[Extrait d'un jeu de données]
******************************
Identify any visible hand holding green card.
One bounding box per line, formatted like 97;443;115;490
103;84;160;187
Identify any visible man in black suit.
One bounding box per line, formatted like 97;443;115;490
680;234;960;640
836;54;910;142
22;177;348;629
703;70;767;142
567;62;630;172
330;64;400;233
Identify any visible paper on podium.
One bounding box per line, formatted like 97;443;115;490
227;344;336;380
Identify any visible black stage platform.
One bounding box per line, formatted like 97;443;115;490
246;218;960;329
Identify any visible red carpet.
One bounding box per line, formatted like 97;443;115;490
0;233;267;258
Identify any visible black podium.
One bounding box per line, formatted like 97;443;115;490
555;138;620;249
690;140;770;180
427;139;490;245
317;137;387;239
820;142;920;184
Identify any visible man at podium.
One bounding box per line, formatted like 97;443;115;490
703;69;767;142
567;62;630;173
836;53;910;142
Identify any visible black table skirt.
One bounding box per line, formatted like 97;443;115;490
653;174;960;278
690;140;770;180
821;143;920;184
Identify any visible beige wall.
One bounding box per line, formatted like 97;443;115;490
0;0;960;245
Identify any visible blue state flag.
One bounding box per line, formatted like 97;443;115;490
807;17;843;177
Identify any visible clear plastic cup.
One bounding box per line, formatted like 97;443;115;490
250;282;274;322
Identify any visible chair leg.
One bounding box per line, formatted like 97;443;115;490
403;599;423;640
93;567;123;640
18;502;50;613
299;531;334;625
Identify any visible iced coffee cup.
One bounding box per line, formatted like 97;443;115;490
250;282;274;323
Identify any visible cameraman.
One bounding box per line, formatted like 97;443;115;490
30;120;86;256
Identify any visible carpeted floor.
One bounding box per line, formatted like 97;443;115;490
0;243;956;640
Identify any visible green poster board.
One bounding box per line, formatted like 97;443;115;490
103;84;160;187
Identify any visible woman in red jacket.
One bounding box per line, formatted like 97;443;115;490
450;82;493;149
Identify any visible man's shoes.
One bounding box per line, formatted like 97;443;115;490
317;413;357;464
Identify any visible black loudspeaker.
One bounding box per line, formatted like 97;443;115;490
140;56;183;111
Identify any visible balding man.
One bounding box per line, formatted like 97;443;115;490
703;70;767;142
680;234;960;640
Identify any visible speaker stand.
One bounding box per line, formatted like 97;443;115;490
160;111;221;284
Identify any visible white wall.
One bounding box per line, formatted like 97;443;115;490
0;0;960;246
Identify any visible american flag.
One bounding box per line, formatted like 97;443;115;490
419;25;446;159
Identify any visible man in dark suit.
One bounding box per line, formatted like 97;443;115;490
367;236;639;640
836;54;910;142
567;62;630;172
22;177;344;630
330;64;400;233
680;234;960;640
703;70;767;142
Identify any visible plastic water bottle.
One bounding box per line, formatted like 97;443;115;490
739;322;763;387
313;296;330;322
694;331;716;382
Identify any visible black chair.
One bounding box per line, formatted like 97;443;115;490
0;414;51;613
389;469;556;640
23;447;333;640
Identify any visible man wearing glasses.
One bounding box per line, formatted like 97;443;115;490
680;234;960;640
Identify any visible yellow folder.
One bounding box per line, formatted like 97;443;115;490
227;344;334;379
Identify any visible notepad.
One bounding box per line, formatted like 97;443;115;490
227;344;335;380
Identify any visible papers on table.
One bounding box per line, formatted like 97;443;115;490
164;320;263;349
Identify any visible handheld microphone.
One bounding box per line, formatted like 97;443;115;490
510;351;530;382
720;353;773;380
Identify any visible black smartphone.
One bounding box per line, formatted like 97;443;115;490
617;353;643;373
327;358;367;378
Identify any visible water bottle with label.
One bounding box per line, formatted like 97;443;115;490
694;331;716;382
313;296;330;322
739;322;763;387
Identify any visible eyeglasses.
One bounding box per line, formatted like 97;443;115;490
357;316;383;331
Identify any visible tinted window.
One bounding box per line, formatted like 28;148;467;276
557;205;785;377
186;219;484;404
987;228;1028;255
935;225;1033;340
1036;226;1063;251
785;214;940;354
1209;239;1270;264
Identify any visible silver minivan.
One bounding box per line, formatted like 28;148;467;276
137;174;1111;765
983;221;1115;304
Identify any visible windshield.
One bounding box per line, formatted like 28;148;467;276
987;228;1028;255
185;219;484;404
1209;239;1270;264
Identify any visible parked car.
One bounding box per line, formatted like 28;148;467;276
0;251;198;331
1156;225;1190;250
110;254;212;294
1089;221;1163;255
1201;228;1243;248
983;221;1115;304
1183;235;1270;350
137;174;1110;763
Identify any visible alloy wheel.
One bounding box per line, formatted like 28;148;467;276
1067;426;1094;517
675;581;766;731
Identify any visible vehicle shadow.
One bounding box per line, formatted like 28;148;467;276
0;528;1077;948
******************************
= Consignes à suivre =
Recopiez à l'identique l'ensemble des lignes des données ci-dessus.

= Résultat attendu =
Identify any visible hand holding green card.
One bounding box per line, formatted like 97;443;115;490
103;84;160;187
Identify any visible man in black suit.
One bounding box per line, formatted like 97;443;115;490
680;234;960;640
836;54;910;142
22;177;348;629
703;70;767;142
567;62;630;172
330;64;400;233
Identify any visible paper on podium.
One bounding box per line, formatted like 97;443;115;490
227;344;336;380
Identify any visible black stage platform.
One bounding box per line, formatted like 97;443;115;490
246;218;960;329
Identify any visible red carpet.
One bounding box per line, formatted like 97;443;115;490
0;233;267;258
Identify any visible black podium.
One bounding box per line, formatted like 97;443;115;490
555;138;620;249
690;140;770;180
427;139;490;245
317;137;387;239
820;142;920;184
Identify any visible man at podium.
One bounding box per line, formatted like 97;443;115;490
703;69;767;142
567;62;630;173
836;53;910;142
Identify any visible black table skirt.
One bounding box per line, formatted like 97;443;115;490
653;174;960;278
690;140;770;180
821;143;920;184
Identify any visible beige wall.
One bounding box per line, formatted like 97;443;115;490
0;0;960;245
Identify any visible blue state flag.
One bounding box per line, formatted like 97;443;115;490
807;17;843;177
Identify any visible clear plastic cup.
One bounding box per line, formatted like 97;443;115;490
250;282;274;322
Identify any visible chair leg.
One bounding box per line, formatted like 97;443;115;490
403;599;423;640
93;567;123;640
18;502;50;613
299;531;334;625
Identify any visible iced coffee cup.
One bounding box per line, formatted like 97;443;115;490
250;282;274;323
Identify any visible cameraman.
One bounding box per line, formatted like 97;443;115;490
30;120;86;256
Identify any visible carpeted floor.
One bounding box per line, formatted like 97;443;115;490
0;243;956;640
Identify any visible green poster board.
One bounding box per line, formatted like 97;443;115;490
103;84;160;187
Identify any visible woman in red jacket.
One bounding box per line, formatted like 97;443;115;490
450;82;493;149
Identify any visible man's shoes.
One bounding box per line, formatted like 97;443;115;490
317;413;357;464
Identify any visible black loudspeaker.
One bounding box per line, formatted like 97;443;115;490
140;56;183;111
Identify any visible balding man.
One bounding box per line, formatted like 97;443;115;490
703;70;767;142
680;234;960;640
Identify any visible speaker stand.
One bounding box per line, formatted like 97;443;115;490
160;111;221;284
Identify any visible white wall.
One bounding box per line, formatted like 97;443;115;490
0;0;960;246
Identify any visible american flag.
One bounding box per line, formatted like 97;443;115;490
419;25;446;159
Identify any visible man in dark suit.
One bounding box per line, formatted like 97;443;115;490
367;236;639;640
836;54;910;142
567;62;630;172
22;177;344;630
330;64;400;233
680;234;960;640
703;70;767;142
Identify any visible plastic water bottle.
One bounding box per line, formatted like 97;443;115;490
739;322;763;387
313;296;330;322
694;331;716;382
Identify any visible black chair.
One bounding box per line, formatted like 97;443;115;490
0;414;51;613
389;469;556;640
23;447;333;640
Identify any visible man wearing glasses.
One bounding box per line, formatted like 97;443;115;490
680;234;960;640
Identify any visible yellow folder.
One bounding box per line, formatted like 97;443;115;490
227;344;334;379
Identify any visible notepad.
One bounding box per line, formatted like 97;443;115;490
227;344;335;380
Identify any visible papers on table.
One bounding box per line, formatted like 97;443;115;490
164;320;263;349
Identify any visible handheld microphone.
One bounding box per line, formatted like 97;443;115;490
510;351;530;382
720;353;773;380
Identify any visible black smartphone.
One bounding box per line, formatted like 97;443;115;490
617;353;643;373
327;358;367;378
Identify any visible water bottle with label.
One bounding box per line, formatted like 97;443;115;490
694;331;716;382
313;296;330;322
739;322;763;387
Identify any visible eyeglasses.
One bounding box per line, formatted like 97;443;115;490
357;316;383;331
Identify any visible tinted window.
One bounding box per line, formatted like 28;148;467;276
557;205;785;377
186;219;484;404
987;228;1028;255
935;225;1033;340
1036;226;1063;251
785;214;940;354
1209;239;1270;264
Identify any visible silver minivan.
One bounding box per line, formatted like 28;148;467;276
137;174;1111;765
983;221;1115;304
Identify any visible windshield.
One bounding box per line, formatted like 28;148;467;276
987;228;1028;255
185;219;484;404
1209;239;1270;264
Identify any visible parked car.
One bounding box per line, formatted like 28;148;467;276
0;251;198;331
1156;225;1190;250
110;254;212;294
1089;221;1163;255
1201;228;1243;248
983;221;1115;304
1183;235;1270;350
137;174;1110;763
Identify any visible alloy wheel.
One bounding box per line, formatted like 28;148;467;276
1067;426;1094;517
675;581;766;731
Identify any visible vehicle shadow.
One bounding box per line, formatted like 28;148;467;276
0;528;1077;948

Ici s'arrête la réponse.